Filtering the records below, copy only those lines that include the word "yellow".
──────── Entries supplied ────────
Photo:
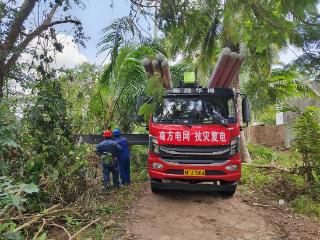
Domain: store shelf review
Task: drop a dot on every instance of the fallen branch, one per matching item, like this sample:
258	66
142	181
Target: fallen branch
40	229
34	219
62	227
84	228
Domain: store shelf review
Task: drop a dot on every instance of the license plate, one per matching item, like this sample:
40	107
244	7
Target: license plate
189	172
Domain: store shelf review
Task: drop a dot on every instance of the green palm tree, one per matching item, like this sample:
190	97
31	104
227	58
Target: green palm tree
114	100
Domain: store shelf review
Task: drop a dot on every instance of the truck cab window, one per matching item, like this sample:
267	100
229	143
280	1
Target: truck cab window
196	110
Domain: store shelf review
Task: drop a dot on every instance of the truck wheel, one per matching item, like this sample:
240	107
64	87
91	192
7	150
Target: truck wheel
229	193
154	189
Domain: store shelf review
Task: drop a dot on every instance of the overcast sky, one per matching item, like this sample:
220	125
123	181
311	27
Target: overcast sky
97	15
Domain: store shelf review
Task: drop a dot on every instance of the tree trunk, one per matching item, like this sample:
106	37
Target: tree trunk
245	155
2	74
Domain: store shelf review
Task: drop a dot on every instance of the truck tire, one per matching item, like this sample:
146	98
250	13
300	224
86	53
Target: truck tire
154	189
230	192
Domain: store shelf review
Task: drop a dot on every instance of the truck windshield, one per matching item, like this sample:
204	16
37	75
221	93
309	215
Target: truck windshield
187	110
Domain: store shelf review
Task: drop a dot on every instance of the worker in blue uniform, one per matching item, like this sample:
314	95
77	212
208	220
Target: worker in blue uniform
109	151
124	157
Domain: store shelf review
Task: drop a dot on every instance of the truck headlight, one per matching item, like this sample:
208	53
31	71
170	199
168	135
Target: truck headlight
235	145
157	165
153	145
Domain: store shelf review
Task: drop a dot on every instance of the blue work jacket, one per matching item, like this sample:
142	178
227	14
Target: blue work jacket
125	153
109	146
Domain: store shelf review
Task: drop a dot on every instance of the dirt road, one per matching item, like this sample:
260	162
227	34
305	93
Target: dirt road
189	215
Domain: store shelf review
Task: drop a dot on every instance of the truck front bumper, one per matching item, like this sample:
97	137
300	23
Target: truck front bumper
194	186
174	171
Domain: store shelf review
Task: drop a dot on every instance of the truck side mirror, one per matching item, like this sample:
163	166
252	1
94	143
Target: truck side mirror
139	103
246	113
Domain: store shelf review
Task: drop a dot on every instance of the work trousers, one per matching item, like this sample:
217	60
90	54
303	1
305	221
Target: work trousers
113	168
124	167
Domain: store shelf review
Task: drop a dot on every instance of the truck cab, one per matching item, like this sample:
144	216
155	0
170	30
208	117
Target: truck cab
194	140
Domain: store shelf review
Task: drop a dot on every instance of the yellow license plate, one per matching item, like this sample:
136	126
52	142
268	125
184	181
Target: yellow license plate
────────
### Reply to the task
Task: drop a dot on every instance of the yellow license plate, one per matching item, like this sample:
Target: yellow license plate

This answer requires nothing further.